* BEGIN PROVIDED RECORDS *
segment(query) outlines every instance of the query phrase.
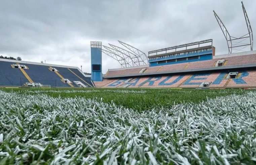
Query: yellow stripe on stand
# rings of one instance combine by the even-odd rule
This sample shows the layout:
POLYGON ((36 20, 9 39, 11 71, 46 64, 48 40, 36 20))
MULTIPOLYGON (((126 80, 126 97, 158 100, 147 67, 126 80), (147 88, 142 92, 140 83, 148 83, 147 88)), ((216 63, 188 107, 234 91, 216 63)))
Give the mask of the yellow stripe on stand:
MULTIPOLYGON (((19 63, 16 63, 16 64, 17 65, 20 65, 20 64, 19 63)), ((24 75, 25 76, 25 77, 26 77, 27 79, 28 79, 28 80, 29 80, 29 81, 31 83, 34 83, 33 81, 32 80, 32 79, 31 79, 29 76, 29 75, 28 75, 28 74, 27 74, 27 73, 26 73, 26 72, 25 71, 24 69, 22 69, 22 68, 20 68, 20 69, 22 73, 23 73, 24 75)))
POLYGON ((73 72, 69 68, 68 68, 68 70, 69 70, 69 71, 70 71, 71 72, 72 72, 72 73, 73 73, 73 74, 74 74, 75 75, 76 75, 76 76, 77 76, 77 77, 78 78, 80 78, 80 79, 81 79, 81 80, 82 80, 82 81, 83 81, 83 82, 85 82, 85 83, 87 84, 88 85, 90 86, 91 87, 92 87, 92 86, 91 86, 91 85, 90 85, 89 84, 88 84, 88 83, 87 83, 87 82, 86 82, 86 81, 85 81, 83 79, 82 79, 80 77, 79 77, 79 76, 78 76, 77 75, 77 74, 76 74, 76 73, 74 73, 74 72, 73 72))
MULTIPOLYGON (((57 75, 58 75, 59 76, 59 77, 61 77, 61 80, 62 80, 62 81, 63 82, 64 82, 64 83, 65 83, 65 82, 64 82, 64 81, 63 81, 63 80, 62 80, 62 79, 65 79, 65 78, 64 78, 63 77, 63 76, 62 76, 62 75, 61 75, 61 74, 60 74, 58 72, 55 72, 55 73, 56 74, 57 74, 57 75)), ((73 85, 72 84, 71 84, 71 83, 67 83, 67 84, 68 84, 69 85, 69 86, 70 86, 70 87, 74 87, 74 86, 73 86, 73 85)))

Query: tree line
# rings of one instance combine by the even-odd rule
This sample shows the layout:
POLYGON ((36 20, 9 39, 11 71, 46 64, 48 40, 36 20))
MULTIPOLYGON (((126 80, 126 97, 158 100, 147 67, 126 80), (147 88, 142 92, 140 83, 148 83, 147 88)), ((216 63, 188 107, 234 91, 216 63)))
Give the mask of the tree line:
POLYGON ((9 60, 17 60, 18 61, 21 61, 21 58, 20 57, 18 57, 16 58, 14 58, 12 57, 9 57, 5 56, 4 57, 3 56, 0 56, 0 58, 3 58, 4 59, 8 59, 9 60))

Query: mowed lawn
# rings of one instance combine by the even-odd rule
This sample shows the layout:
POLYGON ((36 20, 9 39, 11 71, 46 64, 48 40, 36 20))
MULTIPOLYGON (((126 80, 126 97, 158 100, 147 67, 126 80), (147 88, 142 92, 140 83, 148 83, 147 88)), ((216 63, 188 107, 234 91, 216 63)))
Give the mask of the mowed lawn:
POLYGON ((240 95, 245 90, 241 89, 203 90, 189 89, 4 89, 6 92, 15 91, 31 95, 43 93, 54 97, 83 97, 96 98, 100 101, 115 104, 138 110, 152 108, 168 108, 175 104, 198 103, 206 100, 232 94, 240 95), (36 91, 33 92, 33 91, 36 91), (40 92, 41 91, 41 92, 40 92), (39 91, 39 92, 38 91, 39 91))
POLYGON ((256 91, 0 89, 0 165, 253 164, 256 91))

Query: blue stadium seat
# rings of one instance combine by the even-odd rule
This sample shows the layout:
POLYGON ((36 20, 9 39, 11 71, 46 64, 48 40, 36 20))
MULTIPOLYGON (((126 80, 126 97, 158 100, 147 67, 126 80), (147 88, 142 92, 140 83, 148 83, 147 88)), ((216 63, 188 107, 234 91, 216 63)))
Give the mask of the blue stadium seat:
MULTIPOLYGON (((76 74, 79 76, 82 79, 86 81, 88 84, 90 85, 92 87, 93 87, 93 85, 92 83, 92 81, 91 81, 91 77, 85 77, 84 76, 83 74, 82 74, 82 73, 81 73, 81 72, 78 70, 78 69, 73 68, 70 68, 69 69, 72 70, 72 71, 74 72, 76 74)), ((81 80, 80 80, 80 81, 83 84, 85 84, 85 83, 84 83, 84 82, 81 81, 81 80)), ((84 85, 86 85, 86 84, 84 85)))
POLYGON ((0 86, 20 86, 23 81, 27 81, 20 69, 11 67, 13 63, 0 61, 0 86))
POLYGON ((49 66, 24 64, 28 67, 29 69, 25 69, 25 71, 34 82, 41 83, 43 85, 50 85, 52 86, 70 87, 68 84, 62 82, 61 80, 61 77, 54 72, 50 70, 49 66))

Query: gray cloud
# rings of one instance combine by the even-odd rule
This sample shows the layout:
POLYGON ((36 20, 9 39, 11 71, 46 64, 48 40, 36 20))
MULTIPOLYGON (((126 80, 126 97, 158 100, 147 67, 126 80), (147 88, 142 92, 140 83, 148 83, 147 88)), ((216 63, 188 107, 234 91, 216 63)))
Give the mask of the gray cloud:
MULTIPOLYGON (((244 1, 253 30, 256 1, 244 1)), ((147 53, 209 38, 217 54, 227 52, 215 10, 234 37, 246 33, 241 2, 223 1, 12 0, 0 1, 0 54, 83 66, 90 72, 90 41, 120 40, 147 53)), ((119 67, 103 54, 103 72, 119 67), (109 65, 111 64, 111 65, 109 65)))

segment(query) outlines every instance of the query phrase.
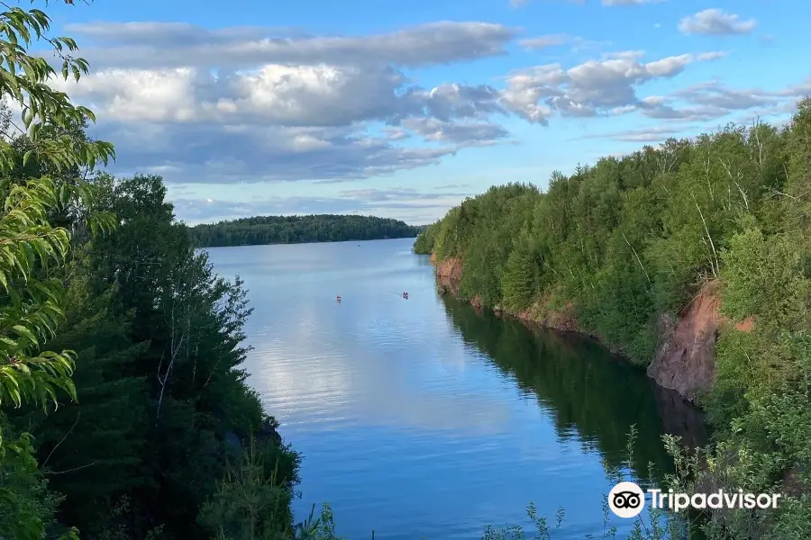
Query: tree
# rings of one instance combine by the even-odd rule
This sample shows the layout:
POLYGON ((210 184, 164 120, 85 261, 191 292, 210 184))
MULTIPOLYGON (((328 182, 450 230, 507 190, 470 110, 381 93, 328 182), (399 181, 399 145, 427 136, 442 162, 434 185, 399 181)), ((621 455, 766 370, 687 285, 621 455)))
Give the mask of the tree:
* END PROVIDED RECORDS *
• **DESCRIPTION OF THE TASK**:
Reproduce all of the material above word for word, leaving out the pictures.

• **REPLY TO THE TASK**:
segment(query) outlines every instance of the query phrase.
Query: yellow stripe on stand
# rings of one instance combine by the even-odd rule
This sample shows the layout:
POLYGON ((36 20, 9 39, 11 71, 46 64, 48 40, 36 20))
MULTIPOLYGON (((126 80, 126 97, 158 100, 147 67, 126 80), (147 88, 142 92, 140 83, 148 83, 147 88)), ((216 63, 188 107, 234 91, 216 63)))
Give the mask of the yellow stripe on stand:
MULTIPOLYGON (((19 63, 16 63, 16 64, 17 65, 20 65, 20 64, 19 63)), ((24 75, 25 76, 25 77, 26 77, 27 79, 28 79, 28 80, 29 80, 29 81, 31 83, 34 83, 33 81, 32 80, 32 79, 31 79, 29 76, 29 75, 28 75, 28 74, 27 74, 27 73, 26 73, 26 72, 25 71, 24 69, 22 69, 22 68, 20 68, 20 69, 22 73, 23 73, 24 75)))
POLYGON ((73 72, 69 68, 68 68, 68 70, 69 70, 69 71, 70 71, 71 72, 72 72, 72 73, 73 73, 73 74, 74 74, 75 75, 76 75, 76 76, 77 76, 77 77, 78 78, 80 78, 80 79, 81 79, 81 80, 82 80, 82 81, 83 81, 83 82, 85 82, 85 83, 87 84, 88 85, 90 86, 91 87, 92 87, 92 86, 91 86, 91 85, 90 85, 89 84, 88 84, 88 83, 87 83, 87 82, 86 82, 86 81, 85 81, 83 79, 82 79, 80 77, 79 77, 79 76, 78 76, 77 75, 77 74, 76 74, 76 73, 74 73, 74 72, 73 72))
MULTIPOLYGON (((57 75, 58 75, 59 76, 59 77, 61 77, 61 80, 62 80, 62 81, 63 82, 64 82, 64 83, 65 83, 65 82, 64 82, 64 81, 63 81, 63 80, 62 80, 62 79, 65 79, 65 78, 64 78, 63 77, 63 76, 62 76, 62 75, 61 75, 61 74, 60 74, 58 72, 55 72, 55 73, 56 74, 57 74, 57 75)), ((73 85, 72 84, 71 84, 71 83, 67 83, 67 84, 68 84, 69 85, 69 86, 70 86, 70 87, 74 87, 74 86, 73 86, 73 85)))

Query: tree line
# rings of one instance combine by the even-odd rule
This sample shows the layout:
POLYGON ((36 20, 9 39, 11 71, 46 64, 48 40, 36 20))
MULTIPOLYGON (((126 80, 126 97, 158 100, 147 67, 126 80), (147 88, 142 92, 140 83, 148 83, 147 88)), ((216 63, 188 107, 234 91, 216 63)))
Give the mask of the tree line:
POLYGON ((9 60, 17 60, 18 61, 21 61, 21 58, 20 57, 18 57, 16 58, 14 58, 12 57, 9 57, 5 56, 4 57, 3 56, 0 56, 0 58, 3 58, 4 59, 8 59, 9 60))

Query: mowed lawn
# rings of one instance combine by the even-odd rule
This sample shows the layout:
POLYGON ((36 20, 9 39, 11 71, 46 64, 48 40, 36 20))
MULTIPOLYGON (((126 80, 126 97, 158 100, 147 67, 126 80), (147 88, 142 92, 140 83, 148 83, 147 88)), ((216 63, 188 107, 234 91, 216 63)))
Give the mask of the mowed lawn:
POLYGON ((240 95, 245 90, 241 89, 203 90, 189 89, 4 89, 6 92, 15 91, 31 95, 43 93, 54 97, 83 97, 96 98, 100 101, 115 104, 138 110, 152 108, 168 108, 175 104, 198 103, 206 100, 232 94, 240 95), (36 91, 33 92, 33 91, 36 91), (40 92, 41 91, 41 92, 40 92), (39 91, 39 92, 38 91, 39 91))
POLYGON ((256 91, 0 89, 0 165, 253 164, 256 91))

Query: blue stadium seat
# rings of one instance combine by the even-odd rule
This sample shows the layout:
POLYGON ((36 20, 9 39, 11 71, 46 64, 48 40, 36 20))
MULTIPOLYGON (((126 80, 126 97, 158 100, 147 67, 126 80), (147 88, 142 92, 140 83, 148 83, 147 88)), ((216 63, 188 107, 234 91, 216 63)))
Give the mask of the blue stadium seat:
MULTIPOLYGON (((76 74, 79 76, 82 79, 86 81, 88 84, 90 85, 92 87, 93 87, 93 85, 92 83, 92 81, 91 81, 91 77, 85 77, 84 76, 83 74, 82 74, 82 73, 81 73, 81 72, 78 70, 78 69, 73 68, 70 68, 69 69, 72 70, 72 71, 74 72, 76 74)), ((81 80, 80 80, 80 81, 83 84, 85 84, 85 83, 84 83, 84 82, 81 81, 81 80)), ((84 85, 86 85, 86 84, 84 85)))
POLYGON ((0 86, 20 86, 23 81, 27 81, 20 69, 11 67, 13 63, 0 61, 0 86))
POLYGON ((49 66, 24 64, 28 67, 29 69, 25 69, 25 71, 34 82, 41 83, 43 85, 50 85, 52 86, 70 87, 68 84, 62 82, 61 80, 61 77, 54 72, 50 70, 49 66))

Query: gray cloud
# rings of one instance combine by the even-odd rule
This sample shows the layout:
POLYGON ((36 20, 9 39, 11 71, 46 64, 48 40, 36 20))
MULTIPOLYGON (((126 80, 126 97, 158 100, 147 67, 126 80), (147 88, 142 92, 140 83, 148 83, 147 88)), ((216 63, 188 107, 234 91, 216 63)))
Give the mask of the gray cloud:
MULTIPOLYGON (((244 1, 253 30, 256 1, 244 1)), ((147 53, 209 38, 217 54, 227 52, 215 10, 234 37, 246 33, 241 2, 223 1, 12 0, 0 1, 0 54, 83 66, 90 72, 90 41, 120 40, 147 53)), ((119 67, 103 54, 103 72, 119 67), (109 65, 111 64, 111 65, 109 65)))

segment(query) outlines every instance of the query phrase.
Query: tree
# rings of one instance combine by the even-odd rule
This sample shows the layout:
POLYGON ((210 184, 164 120, 85 261, 191 292, 210 184))
MULTIPOLYGON (((328 182, 450 230, 507 190, 470 110, 381 93, 328 182), (399 181, 399 145, 427 136, 442 162, 434 185, 399 181)), ((621 455, 766 370, 687 285, 621 455)))
Give the mask of the tree:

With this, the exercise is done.